Page extract:
[Begin]

Tanore Upazila mauza geocode map

Tanore Upazila (তানোর উপজেলা) is an upazila of Rajshahi District in the division of Rajshahi, Bangladesh. Tanore police station was established in February 1869, and it was declared a sub-district, or upazila, in 1983.

==Geography==
Tanore is 30 kilometers from Rajshahi city. It is surrounded by Niamatpur Upazila and Manda Upazila of Naogaon District to the north, Mohanpur Upazila to the east, Paba Upazila and Godagari Upazila to the south, and Chapai Nawabganj Sadar Upazila and Nachol Upazila of Chapai Nawabganj District to the west. There is a river at Tanore Upazila called Shiba River. The main river is the Shiba.

==History==

A bridge over the Shiba River at the village of Buruz

The literal meaning of "tanore" in the Bengali language is "dismal area." In ancient times this area was a desert-like place with few trees or people. As time went by, the area became more habitable, and people began to settle there. Indigenous tribal groups, including the Santhal and Mahalim lived there for many years.

===Independence war===
Tanore Upazila was freed from Pakistan on 30 November 1971. A last battle was fought on the night of 29 November. Safikur Rahman Raja was a final year student at Rajshahi University at that time and led the freedom fighters.

[End]

Provided information:

[Begin]

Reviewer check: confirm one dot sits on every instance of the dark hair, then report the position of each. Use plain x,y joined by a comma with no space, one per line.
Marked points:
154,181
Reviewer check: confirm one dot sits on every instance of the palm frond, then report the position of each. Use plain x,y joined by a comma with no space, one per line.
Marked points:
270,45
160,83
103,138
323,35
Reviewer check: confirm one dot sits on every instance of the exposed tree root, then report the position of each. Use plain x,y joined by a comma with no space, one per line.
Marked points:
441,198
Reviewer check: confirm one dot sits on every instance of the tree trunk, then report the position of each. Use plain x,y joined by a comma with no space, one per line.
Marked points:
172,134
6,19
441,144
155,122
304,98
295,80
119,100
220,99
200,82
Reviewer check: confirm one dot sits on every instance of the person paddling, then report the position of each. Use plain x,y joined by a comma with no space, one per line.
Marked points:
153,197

[End]

Reproduce the Tanore Upazila article above word for word, from its title line through its final sentence.

Tanore Upazila mauza geocode map

Tanore Upazila (তানোর উপজেলা) is an upazila of Rajshahi District in the division of Rajshahi, Bangladesh. Tanore police station was established in February 1869, and it was declared a sub-district, or upazila, in 1983.

==Geography==
Tanore is 30 kilometers from Rajshahi city. It is surrounded by Niamatpur Upazila and Manda Upazila of Naogaon District to the north, Mohanpur Upazila to the east, Paba Upazila and Godagari Upazila to the south, and Chapai Nawabganj Sadar Upazila and Nachol Upazila of Chapai Nawabganj District to the west. There is a river at Tanore Upazila called Shiba River. The main river is the Shiba.

==History==

A bridge over the Shiba River at the village of Buruz

The literal meaning of "tanore" in the Bengali language is "dismal area." In ancient times this area was a desert-like place with few trees or people. As time went by, the area became more habitable, and people began to settle there. Indigenous tribal groups, including the Santhal and Mahalim lived there for many years.

===Independence war===
Tanore Upazila was freed from Pakistan on 30 November 1971. A last battle was fought on the night of 29 November. Safikur Rahman Raja was a final year student at Rajshahi University at that time and led the freedom fighters.